WORK REQUIRED
Every entry must be output exactly as it was written.

Point-per-instance localization data
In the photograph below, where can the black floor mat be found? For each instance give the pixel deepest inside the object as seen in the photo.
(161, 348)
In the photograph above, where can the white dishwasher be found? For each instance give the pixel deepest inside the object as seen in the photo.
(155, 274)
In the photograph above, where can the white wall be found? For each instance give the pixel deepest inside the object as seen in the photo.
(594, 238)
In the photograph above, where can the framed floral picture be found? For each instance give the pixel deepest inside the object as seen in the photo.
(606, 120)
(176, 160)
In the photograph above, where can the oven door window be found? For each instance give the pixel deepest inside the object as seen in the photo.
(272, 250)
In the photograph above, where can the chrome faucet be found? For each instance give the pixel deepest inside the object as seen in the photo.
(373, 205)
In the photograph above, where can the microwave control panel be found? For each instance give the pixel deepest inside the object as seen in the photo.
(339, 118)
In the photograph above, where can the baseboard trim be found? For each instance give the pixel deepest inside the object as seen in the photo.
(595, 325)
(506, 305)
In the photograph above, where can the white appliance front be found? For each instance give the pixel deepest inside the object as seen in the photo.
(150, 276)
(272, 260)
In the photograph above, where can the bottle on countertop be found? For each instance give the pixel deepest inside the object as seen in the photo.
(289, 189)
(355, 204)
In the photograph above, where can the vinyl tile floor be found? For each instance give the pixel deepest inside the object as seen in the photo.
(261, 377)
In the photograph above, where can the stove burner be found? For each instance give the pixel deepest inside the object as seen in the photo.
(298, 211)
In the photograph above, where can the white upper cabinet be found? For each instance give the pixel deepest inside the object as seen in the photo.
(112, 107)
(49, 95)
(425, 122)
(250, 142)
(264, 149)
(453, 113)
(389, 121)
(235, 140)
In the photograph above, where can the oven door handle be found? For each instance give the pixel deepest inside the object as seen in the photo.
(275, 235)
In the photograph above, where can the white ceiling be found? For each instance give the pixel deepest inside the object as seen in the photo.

SOLVED EXERCISE
In the photograph below, where can the black floor mat be found? For each instance give the pixel deepest inside the object as seen in the photo.
(161, 348)
In the photograph above, where can the white dishwasher be found? For each instance give the pixel deepest inside the object as seen in the photo.
(155, 274)
In the photograph above, where can the white wall be found? For each instance give the pixel deepest inside the object as seen in the photo.
(594, 238)
In the photograph above, where can the framed floral picture be found? For each instance give the pixel deepest inside the object as seen in the photo.
(606, 120)
(176, 160)
In the photograph above, where can the oven door window be found? For each instance give the pixel deepest inside the object as seen in the photo.
(272, 250)
In the photograph above, where can the chrome faucet be found? For each instance give the pixel deepest inside the object as seen in the photo.
(373, 205)
In the photograph above, where can the microwave control panel be found? For each instance give the pixel deepest inside the object as seen in the photo.
(339, 118)
In the photograph above, where can the baseboard trim be found? For each instance give the pixel deepest inside the object as seen in the photo.
(595, 325)
(506, 305)
In the photograph above, where can the white appliance front be found? For each instance give the pixel deepest inside the object as seen in the photo.
(150, 276)
(272, 260)
In the photograph above, where can the bottle on countertop be found? For each instance give the pixel deepest inside the object as seen in the photo.
(289, 189)
(355, 204)
In the photograph above, where can the vinyl tile floor be found? For each instance give the pixel deepest inside the object as seen in the photo.
(261, 377)
In the photograph above, where can the stove burner be found? For each instance give the pixel deepest inside the object as seen in the photo.
(298, 211)
In the photograph above, where can the white upper cabinet be found? For each instance give the pixel deepest inside the object as seen in the photo.
(112, 107)
(49, 95)
(425, 122)
(250, 142)
(264, 149)
(453, 113)
(389, 121)
(235, 140)
In the photograph above, where can the oven door handle be found? For each instance give the pixel deepest inside the object as seen in the photo.
(275, 235)
In the photograph above, where can the white ceiling be found? For each instance give the pixel deepest inside the object as seen in the photo.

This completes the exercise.